_WRITTEN REQUEST_: Reproduce the material below line for line without any changes, but leave out the picture.

_EXTRACTED RECORDS_:
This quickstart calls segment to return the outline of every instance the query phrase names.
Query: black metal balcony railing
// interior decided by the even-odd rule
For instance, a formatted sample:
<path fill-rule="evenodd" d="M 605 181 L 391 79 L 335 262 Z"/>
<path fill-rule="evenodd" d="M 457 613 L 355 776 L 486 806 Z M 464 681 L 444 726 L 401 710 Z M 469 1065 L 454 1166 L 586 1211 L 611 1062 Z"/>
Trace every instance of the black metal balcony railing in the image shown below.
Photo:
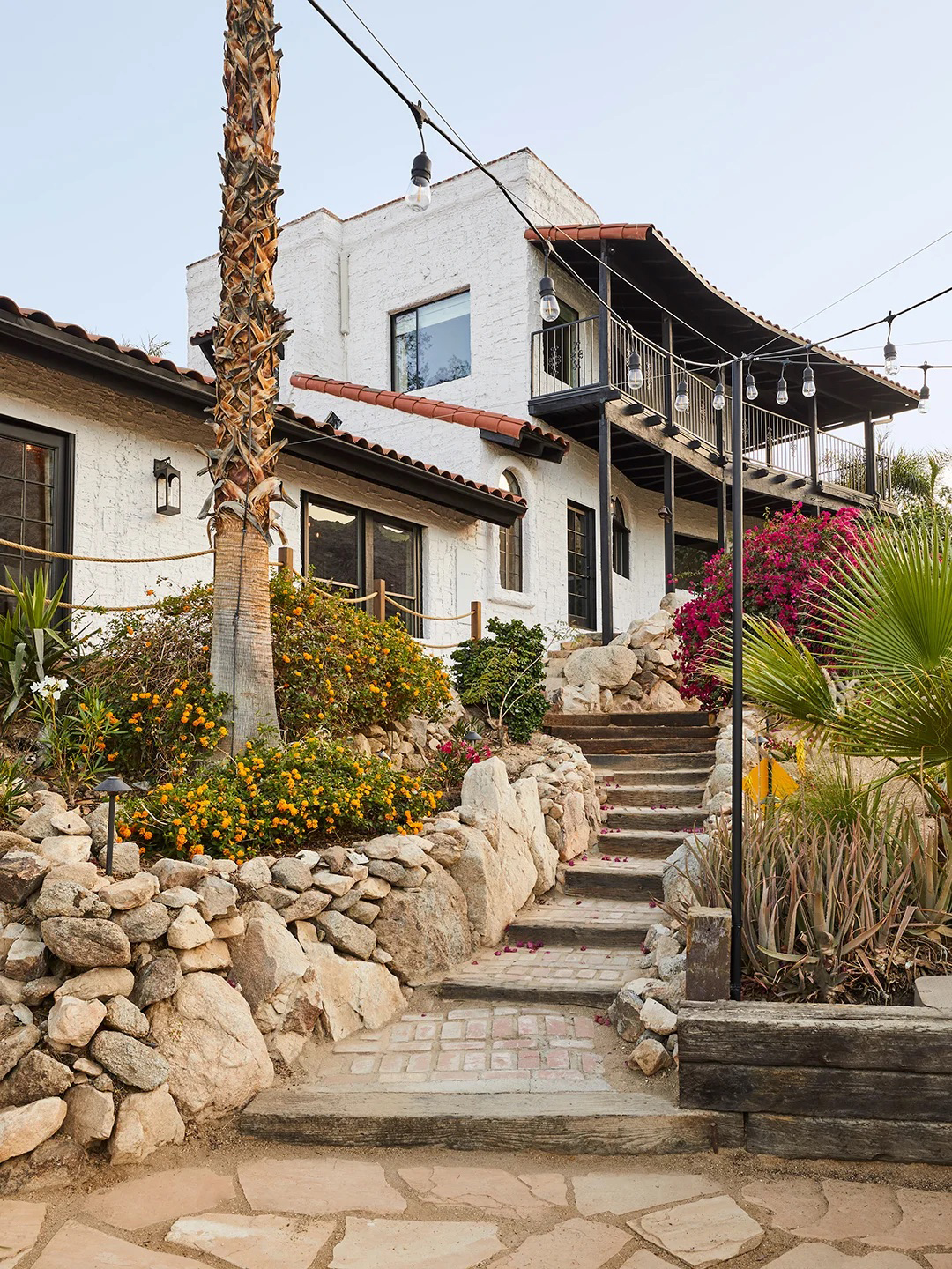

_EXERCISE OUTPUT_:
This quickstart calls segment to return the outline of every instance the query phrase names.
Query: black metal balcony railing
// interior decided by the even-odd rule
For instance, a formatted sample:
<path fill-rule="evenodd" d="M 605 181 L 391 79 L 335 262 Z"/>
<path fill-rule="evenodd" d="M 457 613 L 355 776 L 486 806 Z M 464 681 L 444 726 L 401 710 Z M 469 1065 L 454 1166 L 586 1211 L 611 1062 Z"/>
Trace every instance of the black metal balcony railing in the image shown below.
Photo:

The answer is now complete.